TASKS TO CARRY OUT |
a – Name every city where, according to the property Hot 100 text, Candy & Candy plan to open offices next year.
b – Reproduce the part of the property Hot 100 text starting at "We asked you" and ending at "to this article.", word for word.
c – Resume the property Hot 100 text, picking up right after its final sentence.

SELECTED PASSAGE |
We asked you to tell us, and over the last six weeks, more than 1,000 votes were cast via text and web poll.
The results show the new names across all areas of property – aged 35 and under – who will dominate tomorrow’s headlines.
And to recognise those waiting in the wings, a complete list of all the nominees who received votes but did not make it into the Hot 100 appears on the list attached to this article.
1 Nick and Christian Candy
Candy & candy
It all started a decade ago with a £6,000 loan from their grandmother, which was used as the deposit on their first property. Now, Candy & Candy brothers Nick, 34, and Christian, 33, have created the world’s most exclusive property brand. They create lavish interiors to woo the super-rich, who are prepared to pay £20m for a London flat at One Hyde Park. Their funders are equally flush. The Qatari foreign minister is a partner on the £600m redevelopment of the former Chelsea Barracks, and Icelandic bank Kaupthing funded the £255m purchase of a large site in Beverly Hills earlier this year. Candy-designed private jets and super-yachts are also on their way. Christian shuns the limelight to focus on running the company behind the brand, while Nick is the public persona who masterminds sales and marketing. Their desks face each other at their Brompton Road headquarters, where staff refer to them as ‘the twins’. They plan to open offices in New York, Hong Kong, Tokyo and Shanghai next year, and have projects in Monaco and Moscow.
2 Mark Allan
When 35-year-old Unite Group chief executive Mark Allan started as an accountant at KPMG in 1991, he knew the role was not for him. He wanted to be a principal rather than an adviser. His last client at the company was student accommodation group Unite, which he then joined in 1994 on the corporate finance side. Since then, Unite has grown from owning 1,000 to 40,000 rooms and, as chief financial officer from 2003 and chief executive from 2006, Allan has played a pivotal role in its growth.
3 Lee Richardson
Lee Richardson, 35, is a director at Richardsons Capital alongside older brother Martyn and younger brother Carl (ranked 15th). He has gradually taken over the reins at Richardsons from father Roy and his late uncle Don. Lee, who joined the business aged 16 when it was developing Merry Hill shopping centre in Dudley, is the dealmaker who has taken the company from being a Black Country developer into an international property force.

Position annotation records |
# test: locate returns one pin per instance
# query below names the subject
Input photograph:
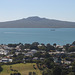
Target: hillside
(24, 69)
(37, 22)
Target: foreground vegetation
(37, 59)
(23, 69)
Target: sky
(52, 9)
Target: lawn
(24, 69)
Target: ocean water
(60, 36)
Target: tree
(71, 49)
(57, 70)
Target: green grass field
(24, 69)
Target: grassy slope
(24, 69)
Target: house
(5, 52)
(28, 54)
(5, 60)
(35, 58)
(33, 51)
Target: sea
(60, 36)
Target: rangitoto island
(37, 22)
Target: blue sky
(52, 9)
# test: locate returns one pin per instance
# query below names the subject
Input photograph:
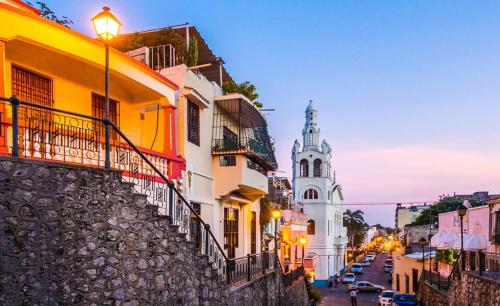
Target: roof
(205, 54)
(77, 37)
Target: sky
(407, 91)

THE RESPONSES |
a – New York, Hong Kong, Tokyo, Shanghai

b –
We asked you to tell us, and over the last six weeks, more than 1,000 votes were cast via text and web poll.
The results show the new names across all areas of property – aged 35 and under – who will dominate tomorrow’s headlines.
And to recognise those waiting in the wings, a complete list of all the nominees who received votes but did not make it into the Hot 100 appears on the list attached to this article.

c –
4 Daniel Van Gelder
Daniel Van Gelder, 34, set up Exemplar Properties with fellow Development Securities director Clive Bush in 2003. After clinching an enviable joint venture deal with MSREF in January to develop the Omega Portfolio, their UK projects have an estimated completion value of £2.5bn. Gadget-mad Van Gelder has spent a small fortune fitting out the company’s offices off Oxford Street. His love of skiing and socialising are combined in ExemplarSki, the firm’s biannual outing to the French Alps.
5 Stephen Beetham
Stephen Beetham, the 32-year-old managing director of the Beetham Organization, has redefined high-rise living. Success in London has proved harder to grasp, however, than in his native Liverpool. Beetham and his father, chairman Hugh Frost, have fought a long planning battle for One Blackfriars Road, a 52-storey tower featuring a luxury Jumeirah hotel on London’s South Bank. The company’s first large commercial office scheme, Trinity, promises 1m sq ft in London’s Aldgate.
6 Miltos Kambourides
Dolphin Capital Investors
Miltos Kambourides, 34, founded Dolphin Capital Investors in 2004. Today, it is the largest property company listed on AIM with ambitions to become a ‘billion-dollar’ outfit under Kambourides. It focuses on developing leisure resorts in the southern Mediterranean, where Kambourides spends ‘as much time as possible’ with his family on their boat. He joined Goldman Sachs in 1997 and worked in the team that created Trillium. He left two years later to join Soros Real Estate Partners, where he set up outsourcing company Mapeley.
7 David Reuben Jnr
River Investment Group
Voted Property Newcomer of the Year at the 2007 Property Awards, Reuben Jnr has emerged from under the shadows of his billionaire father David Reuben Snr and uncle Simon Reuben, through the launch of River Investment Group in 2004. Since then he has been a driving force behind purchases and sales totalling €3bn, among them a 34-strong C&A department store portfolio bought for €400m.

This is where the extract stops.